● **What the task asks**
Copy out every row below verbatim, leaving none out.
## start Extracted data
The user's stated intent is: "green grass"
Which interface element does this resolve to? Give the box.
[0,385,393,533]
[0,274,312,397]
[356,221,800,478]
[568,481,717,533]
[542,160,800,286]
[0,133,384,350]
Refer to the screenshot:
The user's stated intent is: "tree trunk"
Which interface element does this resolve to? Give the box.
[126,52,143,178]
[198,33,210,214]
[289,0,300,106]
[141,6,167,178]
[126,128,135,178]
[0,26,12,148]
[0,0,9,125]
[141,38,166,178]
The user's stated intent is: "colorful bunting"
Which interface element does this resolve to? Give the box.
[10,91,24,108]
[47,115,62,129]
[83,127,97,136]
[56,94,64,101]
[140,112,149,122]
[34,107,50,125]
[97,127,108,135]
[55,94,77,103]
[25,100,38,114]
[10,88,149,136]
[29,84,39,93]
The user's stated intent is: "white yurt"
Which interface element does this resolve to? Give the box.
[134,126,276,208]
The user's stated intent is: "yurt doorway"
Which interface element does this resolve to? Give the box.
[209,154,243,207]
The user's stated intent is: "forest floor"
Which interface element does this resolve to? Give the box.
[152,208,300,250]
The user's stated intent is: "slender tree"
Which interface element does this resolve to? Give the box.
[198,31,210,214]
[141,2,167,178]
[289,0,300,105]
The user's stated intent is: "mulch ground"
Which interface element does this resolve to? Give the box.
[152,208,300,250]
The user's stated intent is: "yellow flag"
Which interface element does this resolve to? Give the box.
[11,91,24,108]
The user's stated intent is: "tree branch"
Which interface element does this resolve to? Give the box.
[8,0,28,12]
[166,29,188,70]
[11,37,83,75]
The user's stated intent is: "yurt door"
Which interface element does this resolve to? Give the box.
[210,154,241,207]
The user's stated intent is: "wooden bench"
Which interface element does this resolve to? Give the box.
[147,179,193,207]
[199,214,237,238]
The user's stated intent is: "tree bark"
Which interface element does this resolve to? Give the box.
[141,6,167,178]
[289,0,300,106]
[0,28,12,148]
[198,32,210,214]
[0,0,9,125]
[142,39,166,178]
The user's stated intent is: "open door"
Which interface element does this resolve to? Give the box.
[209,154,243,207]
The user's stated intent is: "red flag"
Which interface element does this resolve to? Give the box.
## end Extracted data
● **Solution for this exercise**
The user's stated intent is: "green grass"
Which interface element does this resolve to? Give the box.
[0,385,393,533]
[0,274,312,397]
[356,221,800,478]
[568,481,717,533]
[542,160,800,286]
[0,133,384,350]
Refer to the screenshot:
The user's stated intent is: "tree trunk"
Which interface element does this resolve to? Give the box.
[126,52,143,178]
[198,33,210,214]
[289,0,300,106]
[141,6,167,178]
[126,128,135,178]
[0,26,12,148]
[0,0,9,125]
[141,38,166,178]
The user's stated intent is: "colorful bunting"
Which interface element does this resolve to? Give the box.
[10,91,24,108]
[47,115,62,129]
[83,127,97,136]
[56,94,64,101]
[140,112,149,122]
[34,107,50,125]
[97,127,108,135]
[55,94,77,103]
[25,100,38,114]
[10,88,149,136]
[29,84,39,93]
The user's stated intent is: "white yurt"
Which interface element does this resolve to? Give the box.
[134,126,276,208]
The user's stated intent is: "yurt doorway"
Which interface element does this resolve to? Give the box.
[209,154,243,207]
The user's stated intent is: "forest floor"
Which interface element does this resolve to? Give the box.
[152,208,300,250]
The user's stated intent is: "slender tree"
Which interface element does this resolve to? Give the box.
[198,31,210,214]
[141,2,167,178]
[289,0,300,105]
The user's stated intent is: "mulch ground"
Which interface element does this resolve to? Give the box.
[152,208,300,250]
The user's stated intent is: "yellow flag"
Which interface element does this resolve to? Give the box.
[11,91,24,108]
The user's stated intent is: "tree branch"
Which interface element does this resolve to? Give the box.
[8,0,28,12]
[166,29,188,70]
[11,37,83,75]
The user's stated intent is: "yurt door"
Which interface element does this resolve to? Give the box.
[210,154,241,207]
The user's stated intent is: "wooden bench"
Which interface element does this resolve to? Give the box.
[147,179,193,207]
[199,214,237,238]
The user's stated intent is: "tree bark"
Which interface element does this resolve to? Give the box.
[141,6,167,178]
[289,0,300,106]
[0,28,12,148]
[198,32,210,214]
[0,0,9,125]
[142,39,166,178]
The user's stated intent is: "open door"
Which interface element does this resolve to? Give the box.
[209,154,243,207]
The user's stated intent is: "red flag"
Which interface element does this resolve to? Give the box.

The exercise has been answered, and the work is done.